_Task item_
For each record below, output its text exactly and skip any picture.

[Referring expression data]
^^^^^^^^^^^^^^^^
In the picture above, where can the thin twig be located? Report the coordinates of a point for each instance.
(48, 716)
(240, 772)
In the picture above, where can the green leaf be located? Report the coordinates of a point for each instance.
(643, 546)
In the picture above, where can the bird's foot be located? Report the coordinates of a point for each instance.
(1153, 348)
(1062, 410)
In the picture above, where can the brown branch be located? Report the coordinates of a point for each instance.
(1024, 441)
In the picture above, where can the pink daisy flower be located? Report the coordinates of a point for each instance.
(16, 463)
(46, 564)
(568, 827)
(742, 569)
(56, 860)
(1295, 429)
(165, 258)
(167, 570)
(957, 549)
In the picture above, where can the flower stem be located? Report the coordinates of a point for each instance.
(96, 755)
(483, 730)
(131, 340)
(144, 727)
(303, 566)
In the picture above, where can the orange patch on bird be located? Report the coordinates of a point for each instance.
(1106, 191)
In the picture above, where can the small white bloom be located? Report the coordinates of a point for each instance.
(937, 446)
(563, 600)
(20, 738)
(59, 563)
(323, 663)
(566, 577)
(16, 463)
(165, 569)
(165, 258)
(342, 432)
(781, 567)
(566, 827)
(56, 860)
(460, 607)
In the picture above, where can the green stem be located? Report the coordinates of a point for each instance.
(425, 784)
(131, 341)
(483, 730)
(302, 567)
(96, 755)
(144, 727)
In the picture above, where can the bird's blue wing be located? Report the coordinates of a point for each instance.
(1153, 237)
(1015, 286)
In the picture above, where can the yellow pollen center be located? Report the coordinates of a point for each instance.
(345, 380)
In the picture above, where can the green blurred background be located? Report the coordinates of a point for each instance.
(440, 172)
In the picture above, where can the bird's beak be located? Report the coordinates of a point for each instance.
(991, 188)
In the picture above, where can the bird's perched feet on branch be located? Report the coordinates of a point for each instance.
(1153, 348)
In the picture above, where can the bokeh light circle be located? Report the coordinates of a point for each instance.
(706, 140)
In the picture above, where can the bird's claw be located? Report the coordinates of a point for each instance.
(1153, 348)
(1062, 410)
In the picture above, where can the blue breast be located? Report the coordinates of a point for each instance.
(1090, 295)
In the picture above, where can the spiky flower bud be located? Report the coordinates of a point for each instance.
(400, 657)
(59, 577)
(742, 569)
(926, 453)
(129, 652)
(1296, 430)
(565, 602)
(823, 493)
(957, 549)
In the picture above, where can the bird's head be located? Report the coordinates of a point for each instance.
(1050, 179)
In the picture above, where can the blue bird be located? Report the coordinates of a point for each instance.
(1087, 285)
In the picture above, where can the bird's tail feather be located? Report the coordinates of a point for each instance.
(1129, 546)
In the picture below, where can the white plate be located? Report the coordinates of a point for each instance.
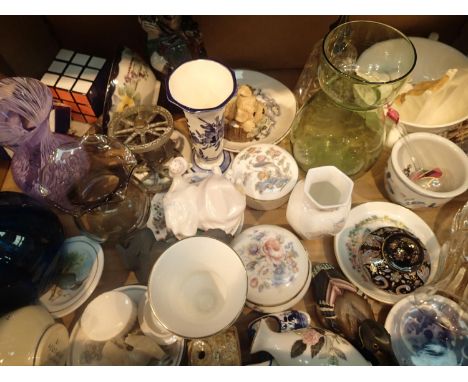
(83, 261)
(84, 351)
(366, 218)
(283, 97)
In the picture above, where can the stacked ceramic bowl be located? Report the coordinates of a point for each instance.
(278, 267)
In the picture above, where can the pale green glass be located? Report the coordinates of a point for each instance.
(361, 68)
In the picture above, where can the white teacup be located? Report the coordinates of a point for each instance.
(432, 151)
(29, 336)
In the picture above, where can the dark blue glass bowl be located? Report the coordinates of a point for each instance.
(30, 238)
^^^^^^^^^^^^^^^^
_Completed exercise_
In the picture above, where can the thin twig be located? Report the coordinates of a point for each instance.
(48, 716)
(240, 772)
In the picture above, where can the green leaf be located? Report the coordinates of a point for each instance.
(643, 546)
In the picture above, where can the bird's foot be located? Report the coordinates of a point for each instance.
(1153, 348)
(1062, 410)
In the picture above, where can the brown branch be located? Report the coordinates of a point for each instance.
(1024, 441)
In the picture above, where can the pink daisy flower be located? Report the coordinates of a point for each instance.
(16, 463)
(46, 564)
(568, 827)
(742, 569)
(56, 860)
(1295, 429)
(165, 258)
(167, 570)
(957, 549)
In the picture above, where can the flower stem be located? Report the coordinates of a point for each instance.
(96, 755)
(483, 730)
(131, 340)
(144, 727)
(303, 566)
In the picture above, where can the orange patch on bird be located? Report the coordinates of a point for each instance.
(1106, 191)
In the picture above, where can the small white bloom be located? Report the coordinates of a point for each instance.
(937, 446)
(563, 600)
(20, 738)
(59, 563)
(323, 663)
(566, 577)
(16, 463)
(165, 569)
(165, 258)
(342, 432)
(781, 567)
(566, 827)
(56, 860)
(460, 607)
In the picture above, where can the green stem be located? Report the coordinates of a point for each instance.
(425, 784)
(131, 341)
(483, 730)
(302, 567)
(96, 755)
(144, 727)
In the picture above, where can the bird's blue wing be located? Report the coordinates of a point for each instance.
(1153, 237)
(1015, 286)
In the picture above, where can the yellow pollen center be located? Report the coordinates of a point for each instance.
(345, 380)
In the picture above, where can the green blurred background be located? Report the coordinates of a point for each instance.
(440, 172)
In the picture above, where can the bird's beak be located? Report the coordinates of a point for each instance.
(991, 188)
In the picture above, where can the bird's perched feet on branch be located? Report the coordinates of a point for each instance.
(1153, 348)
In the picture above, where can the bokeh light circle be located? Report the coordinates of a point for each instance.
(706, 140)
In the picture above, where can the bird's claw be located? Report the coordinates of a point for each instance.
(1153, 348)
(1062, 410)
In the picture above, where can the blue breast be located? Report the coordinates of a point for each instance.
(1090, 295)
In the picture above, where can the spiky flower bud be located? Report the coordinates of a point for each instance.
(400, 657)
(59, 577)
(742, 569)
(926, 453)
(129, 652)
(1296, 430)
(565, 602)
(823, 493)
(957, 549)
In the picture above, where can the bird's head be located? Report the coordinates of a point for each instance.
(1050, 179)
In the picture above, where can the blue bird be located? Report the coordinates of a point for each instance.
(1087, 285)
In the picture above, where can the bird's tail feather be located? Report the coordinates of a point for each instance.
(1129, 546)
In the picture below, where can the white plate be located? Report the coordinates of a point for each instance.
(83, 261)
(84, 351)
(366, 218)
(283, 97)
In the picture above, where can the stacked ceramic bowl be located? Report the coordinates of a point for each instance.
(278, 267)
In the picture above, where can the pale green glass be located? Report the coordinates of a point for each instance.
(361, 68)
In the picture above, where can the white teacup be located? Report the coordinates of a point for each instance.
(432, 151)
(29, 336)
In the picture above, where can the dark blue glass bowl be located? Report the coordinates of a point for each instance.
(30, 238)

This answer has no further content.